* [Exercise details]: Task for the listing below: copy it out in full, exactly.

++++ Records

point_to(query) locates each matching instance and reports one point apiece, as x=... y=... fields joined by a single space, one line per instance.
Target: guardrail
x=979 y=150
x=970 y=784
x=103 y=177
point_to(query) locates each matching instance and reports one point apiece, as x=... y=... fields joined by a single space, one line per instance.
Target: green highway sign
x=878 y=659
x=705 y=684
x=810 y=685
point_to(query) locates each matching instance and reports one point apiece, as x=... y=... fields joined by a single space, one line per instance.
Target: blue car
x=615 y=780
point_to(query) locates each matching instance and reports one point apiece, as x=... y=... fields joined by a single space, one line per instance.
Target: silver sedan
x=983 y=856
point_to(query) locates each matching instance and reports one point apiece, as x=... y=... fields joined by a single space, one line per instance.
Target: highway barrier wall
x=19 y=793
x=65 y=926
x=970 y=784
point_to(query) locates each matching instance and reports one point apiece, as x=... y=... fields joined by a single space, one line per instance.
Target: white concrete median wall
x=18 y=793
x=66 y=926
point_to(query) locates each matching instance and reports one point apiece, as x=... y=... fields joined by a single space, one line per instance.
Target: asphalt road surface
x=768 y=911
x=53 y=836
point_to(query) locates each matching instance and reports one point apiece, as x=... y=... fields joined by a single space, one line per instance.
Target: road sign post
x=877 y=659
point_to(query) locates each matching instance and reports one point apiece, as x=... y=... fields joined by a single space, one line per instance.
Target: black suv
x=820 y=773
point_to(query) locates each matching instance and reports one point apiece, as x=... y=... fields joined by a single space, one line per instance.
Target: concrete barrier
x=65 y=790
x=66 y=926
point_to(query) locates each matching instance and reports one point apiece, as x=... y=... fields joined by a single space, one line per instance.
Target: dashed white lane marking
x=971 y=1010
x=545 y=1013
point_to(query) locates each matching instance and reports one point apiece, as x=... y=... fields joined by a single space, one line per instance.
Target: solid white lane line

++++++++

* [Your response]:
point_to(query) locates each matching instance and reports one point apiece, as x=... y=... fields joined by a single space, one line per instance.
Target: guardrail
x=979 y=150
x=970 y=784
x=103 y=177
point_to(query) locates each matching instance and reports one point apiece, as x=... y=... fields joined by a single space, one line per instance.
Target: green highway sign
x=878 y=659
x=705 y=684
x=810 y=685
point_to(query) locates each matching instance and reports one point apiece, as x=... y=... fields joined by a single space, one line per instance.
Target: blue car
x=615 y=780
point_to(query) locates each matching instance and reports one point apiece, as x=... y=... fields joined by a single space, one line per instance.
Target: silver sedan
x=983 y=856
point_to(query) locates each matching instance and reports one point apiece, as x=... y=... fields joined by a single space, one line per instance.
Target: highway barrier wall
x=19 y=793
x=65 y=926
x=970 y=784
point_to(query) locates each matching instance and reports one point apiece, as x=... y=... fields joined by a single space, one line per instance.
Target: white concrete median wall
x=18 y=793
x=66 y=926
point_to(query) locates each matching instance and reports one point apiece, as x=... y=... fields joined by a single space, one line per instance.
Target: asphalt road surface
x=768 y=911
x=53 y=836
point_to(query) locates each matching instance and reports one point apiece, as x=... y=... fields joined by a single space, one line per instance.
Target: road sign post
x=877 y=659
point_to(query) locates each matching instance and reports one point apiece, as x=... y=... fields joined by a single space, one line per instance.
Target: black suv
x=820 y=773
point_to(query) locates each matching instance and reports one point apiece, as x=... y=... fields joined by a single space, one line per instance.
Target: concrete barrier
x=65 y=790
x=66 y=926
point_to(query) locates each matching instance and reports one point apiece, as x=... y=... fields joined by a single space, one line per instance.
Target: dashed white lane marking
x=971 y=1010
x=545 y=1013
point_to(query) locates each matching instance and reports one point apiece, as x=... y=... fields joined by a single space, one line per instance.
Target: solid white lane line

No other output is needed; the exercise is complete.